- OBJECTIVE -
Copy every one of the rows below word for word, leaving out the pictures.
+ + + +
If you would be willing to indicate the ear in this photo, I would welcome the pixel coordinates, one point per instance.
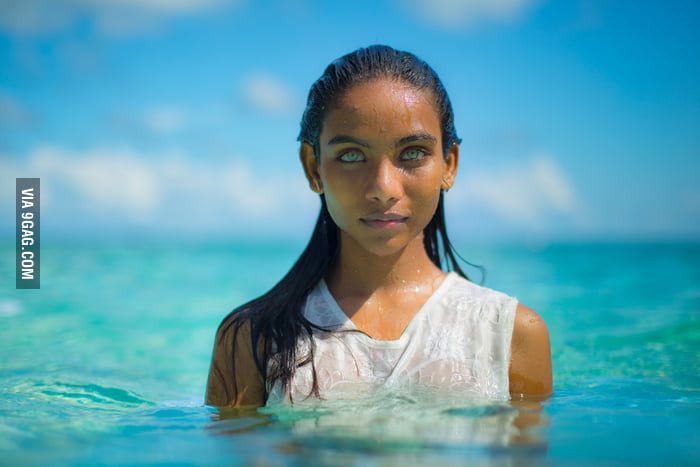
(311, 167)
(451, 164)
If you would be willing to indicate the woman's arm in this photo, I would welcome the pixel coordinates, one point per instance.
(234, 379)
(530, 371)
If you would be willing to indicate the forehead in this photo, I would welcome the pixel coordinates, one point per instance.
(382, 107)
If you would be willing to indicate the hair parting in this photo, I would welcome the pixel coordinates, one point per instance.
(277, 322)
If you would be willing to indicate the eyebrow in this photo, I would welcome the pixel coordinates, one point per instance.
(342, 139)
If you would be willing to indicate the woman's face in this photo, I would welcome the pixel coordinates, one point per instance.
(381, 165)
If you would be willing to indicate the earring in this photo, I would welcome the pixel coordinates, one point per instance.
(447, 185)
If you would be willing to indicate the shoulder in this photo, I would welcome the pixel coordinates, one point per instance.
(468, 288)
(530, 363)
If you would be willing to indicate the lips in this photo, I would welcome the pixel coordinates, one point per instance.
(384, 221)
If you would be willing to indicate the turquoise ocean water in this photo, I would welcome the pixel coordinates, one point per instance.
(107, 363)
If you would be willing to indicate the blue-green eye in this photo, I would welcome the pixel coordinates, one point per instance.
(414, 154)
(351, 156)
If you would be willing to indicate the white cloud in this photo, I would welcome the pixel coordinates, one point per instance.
(527, 193)
(113, 17)
(267, 94)
(118, 186)
(458, 14)
(113, 180)
(164, 120)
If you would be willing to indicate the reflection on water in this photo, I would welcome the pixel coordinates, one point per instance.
(402, 426)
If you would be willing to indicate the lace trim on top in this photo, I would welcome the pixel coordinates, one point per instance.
(459, 340)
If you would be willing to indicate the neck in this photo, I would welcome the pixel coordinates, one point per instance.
(359, 272)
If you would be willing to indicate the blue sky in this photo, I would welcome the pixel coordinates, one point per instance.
(579, 119)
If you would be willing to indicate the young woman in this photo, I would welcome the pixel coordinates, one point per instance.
(368, 305)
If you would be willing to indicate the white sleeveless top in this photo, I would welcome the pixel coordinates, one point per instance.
(459, 341)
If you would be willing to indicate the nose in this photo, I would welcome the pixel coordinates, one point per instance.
(384, 184)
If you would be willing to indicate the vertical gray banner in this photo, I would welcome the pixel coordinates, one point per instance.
(27, 245)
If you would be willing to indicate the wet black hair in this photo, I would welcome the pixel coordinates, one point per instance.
(276, 319)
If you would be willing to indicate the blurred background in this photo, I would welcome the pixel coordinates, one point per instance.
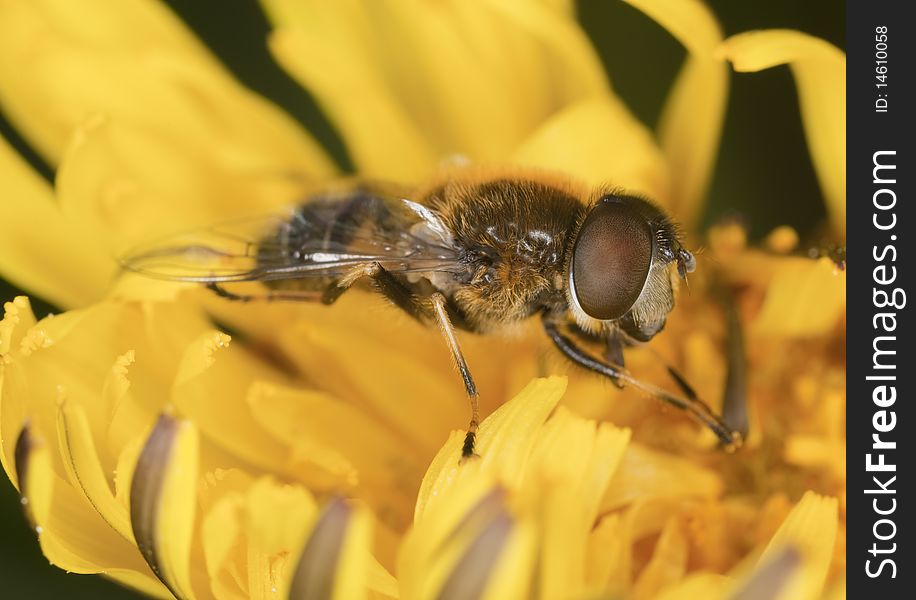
(762, 127)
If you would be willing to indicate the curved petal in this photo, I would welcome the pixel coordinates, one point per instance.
(809, 531)
(163, 502)
(135, 61)
(691, 122)
(380, 136)
(71, 535)
(41, 249)
(499, 67)
(600, 142)
(820, 75)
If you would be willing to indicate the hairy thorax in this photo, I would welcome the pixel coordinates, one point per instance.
(514, 231)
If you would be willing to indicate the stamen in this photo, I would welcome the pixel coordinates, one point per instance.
(317, 567)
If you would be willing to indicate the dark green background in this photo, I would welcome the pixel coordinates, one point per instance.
(764, 174)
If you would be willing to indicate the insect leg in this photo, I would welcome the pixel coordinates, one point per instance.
(692, 405)
(393, 289)
(613, 348)
(448, 332)
(271, 296)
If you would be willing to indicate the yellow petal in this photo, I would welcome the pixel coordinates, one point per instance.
(499, 67)
(810, 530)
(708, 586)
(648, 473)
(71, 534)
(163, 502)
(17, 318)
(691, 122)
(668, 563)
(346, 446)
(214, 393)
(334, 562)
(805, 298)
(504, 442)
(570, 467)
(127, 186)
(41, 250)
(136, 62)
(820, 75)
(457, 545)
(380, 137)
(84, 469)
(600, 142)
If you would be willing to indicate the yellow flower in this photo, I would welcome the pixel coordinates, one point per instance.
(315, 455)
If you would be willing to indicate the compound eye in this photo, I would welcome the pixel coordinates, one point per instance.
(611, 259)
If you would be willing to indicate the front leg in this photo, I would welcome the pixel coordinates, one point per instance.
(695, 407)
(422, 309)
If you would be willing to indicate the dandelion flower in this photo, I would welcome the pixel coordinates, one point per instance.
(313, 454)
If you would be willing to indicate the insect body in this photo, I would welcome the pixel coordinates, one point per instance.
(478, 250)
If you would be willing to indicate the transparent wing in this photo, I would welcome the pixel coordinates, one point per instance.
(324, 237)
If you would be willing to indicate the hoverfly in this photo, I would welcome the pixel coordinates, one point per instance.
(478, 249)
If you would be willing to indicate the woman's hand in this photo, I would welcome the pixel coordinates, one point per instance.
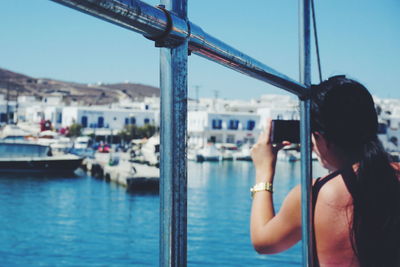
(264, 155)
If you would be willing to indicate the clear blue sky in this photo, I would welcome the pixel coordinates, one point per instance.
(358, 38)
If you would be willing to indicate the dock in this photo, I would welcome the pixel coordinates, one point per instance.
(117, 168)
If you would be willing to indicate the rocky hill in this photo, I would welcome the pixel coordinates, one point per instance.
(15, 84)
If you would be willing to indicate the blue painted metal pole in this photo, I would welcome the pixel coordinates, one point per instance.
(305, 132)
(173, 165)
(152, 22)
+ + + +
- TASK SOLUTION -
If you would be willing to indicate the ear in this photo, I would welcome the pixel coordinates, one point per instance.
(311, 167)
(451, 164)
If you would be willing to indicate the woman's arm in this photo, I would welcome the pixel coordinates, one point per instance.
(234, 379)
(530, 371)
If you would be willing to indicate the forehead in this photo, I would welcome the pixel coordinates, one point per instance.
(382, 107)
If you would be willing to indicate the hair parting in this photo, I would welcome the pixel coordinates, one point per instance.
(277, 322)
If you would be willing to indicate the eyebrow in this photo, I would welcome the pixel coordinates, one point per instance.
(342, 139)
If you would be willing to indicate the woman's face in this photo, I would welcome the pixel coordinates, one point per instance.
(381, 165)
If you would be willing to indicate the earring in this photo, I would welcome the pixel coordinates, one point per instance.
(447, 185)
If you would be willing to indicate the shoulder in this photo, I would welcome the pixel coordinates, one point per instance.
(468, 288)
(530, 363)
If you would be willing to indicate the lips in this photo, I would welcome the pixel coordinates, one point per instance.
(384, 221)
If you would be willing to indicate the turquoise ocean water in this photo, I would welcome the pixel coordinates, one point per instance.
(107, 363)
If you would be willing to indicate the blue-green eye in this photo, I would welcome the pixel coordinates, one point per instance.
(414, 154)
(351, 156)
If you would be willing to indicate the white cloud in this photo, I would welcome the pixel coordinates, one point per instance.
(527, 193)
(113, 17)
(267, 94)
(118, 186)
(458, 14)
(113, 180)
(164, 120)
If you would be willing to indicate the reflection on water in this photo, I would welcome the pixel coordinates, one point per instance.
(402, 426)
If you would be willing to indicate the lace trim on top in this photo, I would welcome the pixel coordinates, one point per instance.
(459, 340)
If you would be willing to indicate the neck in this photo, I would welcome the pixel coordinates, one point per instance.
(359, 272)
If you would be willing to indicate the blue sky in this photo, I would welcome the pixel coordinates, one point per instance.
(579, 119)
If you would be willing to indicate the young woman in this photo, I would welcome the pixel coordinates, one point per instance.
(368, 305)
If you would be willing to indicate the white sleeveless top in this photo, I would welcome the pixel coordinates, one point per instance.
(459, 341)
If you would be willing to indicate the nose in this photo, I would welcome the pixel coordinates, one point per instance.
(384, 184)
If you would be willing to indicate the vertical gray banner in this photo, I would welcome the pixel coordinates, one point per instance.
(27, 245)
If you would be willing to indicate the wet black hair in this photo, I would welcome the pixel coordinates, one point per instance.
(276, 319)
If you would be willing to indicate the blurred background in this photo, I would welcome the pixel coordinates, one point per instance.
(762, 127)
If you would be willing to indicate the curved petal in this photo, I would welcome the pixel coordinates, one point per instance.
(809, 531)
(163, 502)
(135, 61)
(691, 122)
(380, 136)
(71, 535)
(41, 249)
(499, 67)
(600, 142)
(820, 75)
If you would be willing to indicate the hairy thorax in this photo, I would welcome the pixel coordinates, one point per instance.
(514, 231)
If you would be willing to indicate the stamen in this photo, I would welcome the pixel coordinates, one point per instance.
(317, 567)
If you would be willing to indicate the dark green background in this photo, I would welcome the pixel coordinates, one point per instance.
(764, 174)
If you would be willing to indicate the insect leg in this photo, I would welcome the pixel coordinates, one point per instance.
(692, 405)
(393, 289)
(613, 348)
(448, 332)
(271, 296)
If you would be willing to indicate the yellow petal in this photo, I would welcome the pixel coordinates, one point per instance.
(499, 67)
(810, 530)
(708, 586)
(648, 473)
(71, 534)
(163, 502)
(17, 318)
(691, 122)
(668, 563)
(346, 446)
(214, 393)
(334, 562)
(805, 298)
(504, 442)
(570, 467)
(127, 186)
(41, 250)
(136, 62)
(820, 75)
(457, 545)
(380, 137)
(84, 469)
(600, 142)
If you would be willing to indicate the yellow flower in this photo, I would welcome the pixel coordinates, one point per instance.
(315, 455)
If you would be willing to indicate the compound eye in this photo, I would welcome the pixel coordinates, one point per instance.
(611, 259)
If you would be willing to indicate the front leg in this photo, I would welcome the pixel coordinates, one point per instance.
(695, 407)
(422, 309)
If you would be willing to indicate the dandelion flower in this photo, I would welcome the pixel coordinates, one point per instance.
(313, 454)
If you would be willing to indicate the insect body in this photo, I would welcome the pixel coordinates, one point per instance.
(478, 250)
If you would be willing to indicate the transparent wing in this photo, I would welcome the pixel coordinates, one point per instance.
(324, 237)
If you would be willing to indicate the hoverfly in this photo, I would welcome the pixel coordinates, one point per instance.
(478, 249)
If you would be willing to indicate the woman's hand in this photo, I would welcome the pixel coordinates, one point per instance.
(264, 155)
If you would be willing to indicate the clear blue sky in this photo, I would welcome the pixel coordinates, one point per instance.
(358, 38)
If you would be willing to indicate the dock in this photo, I would welcome the pixel coordinates, one point per instance.
(117, 168)
If you would be willing to indicate the rocky hill in this photo, I would welcome the pixel coordinates, one point per instance.
(15, 84)
If you would be willing to indicate the blue painted metal pole in this photo, I would welcome the pixel coordinates, one point per instance.
(305, 132)
(173, 165)
(152, 22)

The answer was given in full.